LIST OF TASKS
1) In the passage on Paul and the law of sin, which law does "the law of my mind" seem to be practically identical with?
2) Explain why the passage on Paul and the law of sin compares the law of sin to the law of gravity.

TEXT START

They say that we are inherently good. It is only our environment that makes us bad.
Why don’t do some science experiments then.
Maybe an orphanage full of kids from birth in an environment that psychologists would deem good and see if these kids will never do wrong or bad and just let the goodness that is inherently in them flow out without restraint
The fact remains, however, that it is the law of sin that really explains why people do what they do.
It is at the very root of all behavioral problems.
Paul finds that while the law of Sinai points him heavenward, the law of sin pulls him hellward.
It acts in the moral realm exactly as the law of gravity operates in the physical realm. It exerts a downward pull.
Paul next describes two principles he sees at work within himself (goes in tandem with the two laws we just discussed
There is what he calls the law of my mind.
This law seems to be practically identical with the law of God in verse 22.
It takes sides with the law of God, for Paul confesses that "with the mind I myself serve the law of God" (v. 25).
In other words, his inner man delights in God’s law.
Every true believer knows what Paul is talking about here.
We give intellectual assent to God’s laws.
We read the Sermon on the Mount and say, "Yes, I should like to live like that."
We study the life of Jesus and say, "Yes, I would like to be like Jesus."
Mentally every believer sides with God on the question of conduct.
But there is an opposite principle which Paul defines as (2) the law in my members (v. 23).
This law seems to be identical with the law of sin.
In fact, Paul says that it is "the law of sin in my members" (v. 23).
It is the law of sin asserting itself in the members of the believer’s body so that often involuntarily the eyes look with lust, the tongue wags in gossip, the ears strain to hear that which is improper and impure.
The gulf between what the law demands and what the flesh can produce is vast indeed. With all these conflicting purposes, and principles the believer is well-nigh pulled apart.
Paul cries, "O wretched man that I am! who shall deliver me from the body of this death?"
Some believe Paul is drawing an analogy here.
Certain types of criminals were executed by the Romans with special brutality.
Sometimes if the man had committed a murder, he was bound hand to hand, face to face with the corpse of his victim and then thrown out into the heat of the Mediterranean sun. As the corpse decayed, it ate death into the living man and became to him, in the strictest literal sense, "a body of death." Paul sees the carnal believer thus bound to the old nature and truly a wretched man.
Illustration
Suppose a biologist were to perform an experiment by grafting at a given stage of development a butterfly to a spider and do so in such a way that the two creatures were fused into one and thus grew to maturity.

TEXT END
EXCERPTED DATA START

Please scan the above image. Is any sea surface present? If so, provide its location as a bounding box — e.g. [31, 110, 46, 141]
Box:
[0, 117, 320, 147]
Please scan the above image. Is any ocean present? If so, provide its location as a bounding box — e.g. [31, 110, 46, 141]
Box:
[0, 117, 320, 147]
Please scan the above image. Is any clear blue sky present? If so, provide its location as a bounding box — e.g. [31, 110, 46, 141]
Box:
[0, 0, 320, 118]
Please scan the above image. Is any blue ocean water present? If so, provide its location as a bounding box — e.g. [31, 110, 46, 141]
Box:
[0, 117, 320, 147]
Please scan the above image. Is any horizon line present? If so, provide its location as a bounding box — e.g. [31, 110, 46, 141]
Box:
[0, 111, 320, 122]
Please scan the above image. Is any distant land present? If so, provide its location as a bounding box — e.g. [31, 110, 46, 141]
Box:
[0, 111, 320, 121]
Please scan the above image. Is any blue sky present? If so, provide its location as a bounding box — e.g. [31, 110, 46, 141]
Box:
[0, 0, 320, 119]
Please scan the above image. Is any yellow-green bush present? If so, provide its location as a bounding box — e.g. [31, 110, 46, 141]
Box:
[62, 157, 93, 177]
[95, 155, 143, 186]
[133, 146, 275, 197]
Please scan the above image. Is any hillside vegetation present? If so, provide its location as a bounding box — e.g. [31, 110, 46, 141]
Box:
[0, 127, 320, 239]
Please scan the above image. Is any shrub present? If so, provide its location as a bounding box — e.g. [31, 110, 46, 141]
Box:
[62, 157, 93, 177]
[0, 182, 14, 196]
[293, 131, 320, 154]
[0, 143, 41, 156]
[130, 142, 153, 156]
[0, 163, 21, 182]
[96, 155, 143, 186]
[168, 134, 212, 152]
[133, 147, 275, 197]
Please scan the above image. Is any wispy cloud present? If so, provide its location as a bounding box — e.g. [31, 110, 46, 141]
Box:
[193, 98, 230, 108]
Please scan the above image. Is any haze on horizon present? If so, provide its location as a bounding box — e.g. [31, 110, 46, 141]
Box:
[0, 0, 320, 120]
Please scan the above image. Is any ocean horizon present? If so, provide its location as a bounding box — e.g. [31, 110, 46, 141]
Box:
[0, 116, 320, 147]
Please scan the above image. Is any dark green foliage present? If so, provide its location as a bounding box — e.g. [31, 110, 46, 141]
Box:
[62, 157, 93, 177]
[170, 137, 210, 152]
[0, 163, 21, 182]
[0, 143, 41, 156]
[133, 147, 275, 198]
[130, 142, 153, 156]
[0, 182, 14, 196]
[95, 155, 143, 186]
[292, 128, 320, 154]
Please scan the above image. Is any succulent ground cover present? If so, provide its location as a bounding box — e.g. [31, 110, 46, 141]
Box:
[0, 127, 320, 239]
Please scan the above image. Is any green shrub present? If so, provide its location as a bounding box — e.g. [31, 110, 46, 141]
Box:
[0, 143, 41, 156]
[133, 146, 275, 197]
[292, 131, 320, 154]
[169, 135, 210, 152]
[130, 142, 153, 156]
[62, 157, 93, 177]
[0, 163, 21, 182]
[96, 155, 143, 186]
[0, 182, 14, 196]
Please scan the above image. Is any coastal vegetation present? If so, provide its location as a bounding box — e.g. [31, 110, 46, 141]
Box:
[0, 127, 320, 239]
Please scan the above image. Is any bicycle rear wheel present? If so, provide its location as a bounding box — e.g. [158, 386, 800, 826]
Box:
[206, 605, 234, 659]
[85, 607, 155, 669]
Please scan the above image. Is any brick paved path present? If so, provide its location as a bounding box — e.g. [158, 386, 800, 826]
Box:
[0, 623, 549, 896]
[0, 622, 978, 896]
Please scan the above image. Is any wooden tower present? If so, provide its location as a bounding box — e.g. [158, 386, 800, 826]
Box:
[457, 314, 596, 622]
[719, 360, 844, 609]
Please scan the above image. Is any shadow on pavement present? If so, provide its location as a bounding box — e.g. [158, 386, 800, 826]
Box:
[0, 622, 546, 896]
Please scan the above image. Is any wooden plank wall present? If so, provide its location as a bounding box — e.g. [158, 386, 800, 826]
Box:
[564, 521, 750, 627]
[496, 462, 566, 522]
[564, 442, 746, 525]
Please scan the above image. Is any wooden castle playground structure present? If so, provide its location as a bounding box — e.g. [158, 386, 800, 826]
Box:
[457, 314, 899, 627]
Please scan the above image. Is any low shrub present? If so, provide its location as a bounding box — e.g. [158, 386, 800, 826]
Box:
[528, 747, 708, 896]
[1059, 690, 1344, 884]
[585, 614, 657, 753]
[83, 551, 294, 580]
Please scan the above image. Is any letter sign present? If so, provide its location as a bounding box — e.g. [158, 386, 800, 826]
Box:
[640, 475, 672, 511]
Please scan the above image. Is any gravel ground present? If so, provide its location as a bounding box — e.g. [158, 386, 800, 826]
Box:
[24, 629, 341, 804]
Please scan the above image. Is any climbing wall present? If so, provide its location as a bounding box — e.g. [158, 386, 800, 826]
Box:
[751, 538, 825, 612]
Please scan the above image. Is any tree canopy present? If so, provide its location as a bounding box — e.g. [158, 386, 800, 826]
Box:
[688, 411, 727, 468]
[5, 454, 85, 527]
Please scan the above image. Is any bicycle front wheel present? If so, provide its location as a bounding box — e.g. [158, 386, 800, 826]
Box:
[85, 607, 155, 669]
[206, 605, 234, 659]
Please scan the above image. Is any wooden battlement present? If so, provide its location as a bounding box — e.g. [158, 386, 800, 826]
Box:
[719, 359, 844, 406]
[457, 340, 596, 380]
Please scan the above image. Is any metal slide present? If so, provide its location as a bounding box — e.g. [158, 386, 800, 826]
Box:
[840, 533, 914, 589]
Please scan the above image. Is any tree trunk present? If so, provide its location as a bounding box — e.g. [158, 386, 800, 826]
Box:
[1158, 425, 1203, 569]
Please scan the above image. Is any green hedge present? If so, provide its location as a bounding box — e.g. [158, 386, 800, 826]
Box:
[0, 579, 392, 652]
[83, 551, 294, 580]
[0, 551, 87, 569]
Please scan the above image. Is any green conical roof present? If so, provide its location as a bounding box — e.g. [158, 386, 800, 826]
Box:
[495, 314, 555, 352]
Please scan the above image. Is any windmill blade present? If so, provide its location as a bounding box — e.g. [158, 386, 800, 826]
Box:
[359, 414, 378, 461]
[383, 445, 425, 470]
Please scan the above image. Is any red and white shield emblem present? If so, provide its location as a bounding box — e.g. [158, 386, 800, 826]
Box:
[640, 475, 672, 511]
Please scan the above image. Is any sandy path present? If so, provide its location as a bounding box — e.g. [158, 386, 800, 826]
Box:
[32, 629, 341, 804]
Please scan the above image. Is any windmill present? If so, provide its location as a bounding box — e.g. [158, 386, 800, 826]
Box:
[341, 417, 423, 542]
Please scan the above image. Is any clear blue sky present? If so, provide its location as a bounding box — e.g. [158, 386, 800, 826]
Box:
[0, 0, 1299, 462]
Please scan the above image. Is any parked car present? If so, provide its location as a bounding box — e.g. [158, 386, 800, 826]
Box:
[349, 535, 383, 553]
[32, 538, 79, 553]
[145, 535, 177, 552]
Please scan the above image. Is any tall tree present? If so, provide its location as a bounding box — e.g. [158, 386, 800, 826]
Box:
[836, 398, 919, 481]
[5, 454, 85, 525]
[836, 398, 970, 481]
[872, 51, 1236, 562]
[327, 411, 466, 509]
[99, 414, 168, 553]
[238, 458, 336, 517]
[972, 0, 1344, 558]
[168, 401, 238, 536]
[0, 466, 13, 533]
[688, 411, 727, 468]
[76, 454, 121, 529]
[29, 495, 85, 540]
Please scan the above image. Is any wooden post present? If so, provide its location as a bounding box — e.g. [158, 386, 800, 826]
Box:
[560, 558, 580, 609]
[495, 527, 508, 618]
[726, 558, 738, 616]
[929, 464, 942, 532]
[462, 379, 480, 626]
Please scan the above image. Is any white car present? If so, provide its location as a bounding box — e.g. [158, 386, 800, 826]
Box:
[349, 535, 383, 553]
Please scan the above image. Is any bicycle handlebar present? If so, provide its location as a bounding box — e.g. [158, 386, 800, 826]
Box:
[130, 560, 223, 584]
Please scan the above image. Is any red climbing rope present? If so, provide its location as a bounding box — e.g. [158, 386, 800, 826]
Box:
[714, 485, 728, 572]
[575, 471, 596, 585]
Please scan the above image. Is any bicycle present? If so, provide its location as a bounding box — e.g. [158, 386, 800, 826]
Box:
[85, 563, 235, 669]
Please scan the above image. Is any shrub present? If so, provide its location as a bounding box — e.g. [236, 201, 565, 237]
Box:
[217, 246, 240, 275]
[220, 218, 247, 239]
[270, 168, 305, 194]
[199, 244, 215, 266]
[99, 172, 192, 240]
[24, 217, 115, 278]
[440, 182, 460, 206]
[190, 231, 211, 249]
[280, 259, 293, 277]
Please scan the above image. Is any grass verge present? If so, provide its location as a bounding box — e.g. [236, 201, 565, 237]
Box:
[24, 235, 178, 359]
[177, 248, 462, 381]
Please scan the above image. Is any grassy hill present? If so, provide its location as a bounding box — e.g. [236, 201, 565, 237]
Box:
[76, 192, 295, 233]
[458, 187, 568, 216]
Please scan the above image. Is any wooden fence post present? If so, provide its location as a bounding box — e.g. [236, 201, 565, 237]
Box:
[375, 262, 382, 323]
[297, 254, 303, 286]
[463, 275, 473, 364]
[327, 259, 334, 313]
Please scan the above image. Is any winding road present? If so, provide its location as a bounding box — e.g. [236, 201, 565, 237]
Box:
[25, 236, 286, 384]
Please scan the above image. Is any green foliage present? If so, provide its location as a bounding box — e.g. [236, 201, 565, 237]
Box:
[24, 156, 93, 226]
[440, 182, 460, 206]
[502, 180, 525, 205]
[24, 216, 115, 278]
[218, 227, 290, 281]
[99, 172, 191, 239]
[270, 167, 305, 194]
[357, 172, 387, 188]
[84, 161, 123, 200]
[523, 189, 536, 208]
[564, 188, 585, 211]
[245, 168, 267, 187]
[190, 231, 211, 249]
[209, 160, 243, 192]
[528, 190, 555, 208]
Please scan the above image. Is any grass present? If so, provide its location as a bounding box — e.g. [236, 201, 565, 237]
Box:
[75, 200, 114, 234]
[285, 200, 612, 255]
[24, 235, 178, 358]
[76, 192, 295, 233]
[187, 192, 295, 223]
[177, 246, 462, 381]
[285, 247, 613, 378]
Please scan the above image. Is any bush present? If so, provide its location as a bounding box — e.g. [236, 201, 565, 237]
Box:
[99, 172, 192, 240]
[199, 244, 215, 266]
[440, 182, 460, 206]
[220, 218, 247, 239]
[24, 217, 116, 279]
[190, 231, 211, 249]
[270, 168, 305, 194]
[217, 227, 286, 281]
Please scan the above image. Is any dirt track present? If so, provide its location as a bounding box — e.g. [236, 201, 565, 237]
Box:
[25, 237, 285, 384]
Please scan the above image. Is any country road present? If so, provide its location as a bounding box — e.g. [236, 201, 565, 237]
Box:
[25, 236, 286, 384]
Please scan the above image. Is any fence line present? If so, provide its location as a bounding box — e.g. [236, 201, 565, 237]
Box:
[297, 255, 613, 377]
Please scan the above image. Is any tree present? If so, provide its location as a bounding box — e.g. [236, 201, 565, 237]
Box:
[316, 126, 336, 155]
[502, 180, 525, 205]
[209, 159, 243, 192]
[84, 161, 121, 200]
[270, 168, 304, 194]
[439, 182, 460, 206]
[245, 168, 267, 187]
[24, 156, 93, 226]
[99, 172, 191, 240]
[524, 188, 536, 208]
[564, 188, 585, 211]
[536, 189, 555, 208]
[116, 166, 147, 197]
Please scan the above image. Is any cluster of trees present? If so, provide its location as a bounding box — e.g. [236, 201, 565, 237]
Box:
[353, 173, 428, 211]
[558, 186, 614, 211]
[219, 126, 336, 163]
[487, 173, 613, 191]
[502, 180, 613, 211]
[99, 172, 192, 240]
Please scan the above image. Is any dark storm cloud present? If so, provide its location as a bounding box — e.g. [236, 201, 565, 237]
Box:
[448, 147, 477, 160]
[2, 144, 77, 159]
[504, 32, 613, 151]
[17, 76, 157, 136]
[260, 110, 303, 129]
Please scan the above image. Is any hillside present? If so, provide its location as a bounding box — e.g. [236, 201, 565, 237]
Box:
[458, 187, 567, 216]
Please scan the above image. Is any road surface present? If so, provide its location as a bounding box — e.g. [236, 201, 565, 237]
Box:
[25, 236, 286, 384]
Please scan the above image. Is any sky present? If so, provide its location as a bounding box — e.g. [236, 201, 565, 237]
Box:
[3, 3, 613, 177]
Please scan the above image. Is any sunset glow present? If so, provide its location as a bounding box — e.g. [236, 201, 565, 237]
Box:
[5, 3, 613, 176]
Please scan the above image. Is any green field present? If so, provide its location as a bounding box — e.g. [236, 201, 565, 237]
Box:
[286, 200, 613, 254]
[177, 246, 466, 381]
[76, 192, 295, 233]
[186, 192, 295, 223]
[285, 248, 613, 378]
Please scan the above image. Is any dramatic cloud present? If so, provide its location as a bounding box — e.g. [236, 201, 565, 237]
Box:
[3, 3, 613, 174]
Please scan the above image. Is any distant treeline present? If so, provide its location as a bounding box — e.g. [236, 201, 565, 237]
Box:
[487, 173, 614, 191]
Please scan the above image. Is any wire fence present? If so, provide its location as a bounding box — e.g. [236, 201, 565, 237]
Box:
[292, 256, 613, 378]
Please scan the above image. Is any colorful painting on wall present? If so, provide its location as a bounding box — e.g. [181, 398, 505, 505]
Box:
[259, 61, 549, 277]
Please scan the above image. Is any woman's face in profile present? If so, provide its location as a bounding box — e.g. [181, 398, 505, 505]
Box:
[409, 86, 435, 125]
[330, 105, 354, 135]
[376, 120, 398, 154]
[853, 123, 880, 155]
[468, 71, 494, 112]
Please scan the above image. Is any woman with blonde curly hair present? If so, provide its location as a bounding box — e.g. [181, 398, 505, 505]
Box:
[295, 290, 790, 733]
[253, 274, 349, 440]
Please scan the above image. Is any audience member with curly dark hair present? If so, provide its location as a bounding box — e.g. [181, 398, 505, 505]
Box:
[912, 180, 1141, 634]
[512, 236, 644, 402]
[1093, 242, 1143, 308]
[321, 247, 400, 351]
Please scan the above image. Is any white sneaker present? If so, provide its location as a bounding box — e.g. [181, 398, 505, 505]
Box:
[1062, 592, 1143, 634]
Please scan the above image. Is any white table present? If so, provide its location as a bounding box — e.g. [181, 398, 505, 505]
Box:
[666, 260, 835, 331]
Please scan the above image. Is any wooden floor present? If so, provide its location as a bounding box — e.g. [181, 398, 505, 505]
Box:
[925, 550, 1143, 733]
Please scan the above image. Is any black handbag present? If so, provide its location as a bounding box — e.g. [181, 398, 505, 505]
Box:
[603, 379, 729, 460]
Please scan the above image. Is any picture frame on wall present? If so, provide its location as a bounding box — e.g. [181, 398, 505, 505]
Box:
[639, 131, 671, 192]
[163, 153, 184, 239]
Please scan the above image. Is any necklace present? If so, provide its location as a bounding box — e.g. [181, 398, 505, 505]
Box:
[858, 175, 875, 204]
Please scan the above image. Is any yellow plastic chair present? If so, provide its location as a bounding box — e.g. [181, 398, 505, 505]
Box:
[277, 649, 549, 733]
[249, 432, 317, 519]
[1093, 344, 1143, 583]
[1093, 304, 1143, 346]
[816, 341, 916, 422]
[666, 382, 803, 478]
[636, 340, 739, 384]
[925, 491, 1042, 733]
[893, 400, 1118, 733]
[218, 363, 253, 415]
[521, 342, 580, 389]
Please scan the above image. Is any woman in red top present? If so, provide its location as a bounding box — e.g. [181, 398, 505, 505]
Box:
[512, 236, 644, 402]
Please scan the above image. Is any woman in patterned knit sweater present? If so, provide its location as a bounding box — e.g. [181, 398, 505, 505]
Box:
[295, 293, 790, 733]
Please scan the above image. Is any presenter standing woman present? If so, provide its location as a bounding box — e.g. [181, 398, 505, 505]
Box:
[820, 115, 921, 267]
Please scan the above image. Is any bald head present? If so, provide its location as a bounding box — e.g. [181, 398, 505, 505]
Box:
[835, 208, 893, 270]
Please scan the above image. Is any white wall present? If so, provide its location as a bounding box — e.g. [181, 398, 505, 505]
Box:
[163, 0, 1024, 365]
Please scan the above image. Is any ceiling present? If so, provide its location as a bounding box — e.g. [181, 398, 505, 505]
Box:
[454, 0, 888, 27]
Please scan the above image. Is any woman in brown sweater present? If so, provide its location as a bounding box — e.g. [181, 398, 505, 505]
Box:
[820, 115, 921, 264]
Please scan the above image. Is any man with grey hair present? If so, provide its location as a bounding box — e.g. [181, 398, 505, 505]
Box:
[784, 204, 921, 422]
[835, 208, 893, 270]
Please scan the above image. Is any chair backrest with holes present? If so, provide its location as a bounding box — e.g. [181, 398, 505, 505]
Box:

EXCERPTED DATA END

WRITTEN RESPONSES
1) The law of God in verse 22.

2) The law of sin acts in the moral realm the way gravity works in the physical realm, because it exerts a downward pull. While the law of Sinai points Paul heavenward, the law of sin pulls him hellward.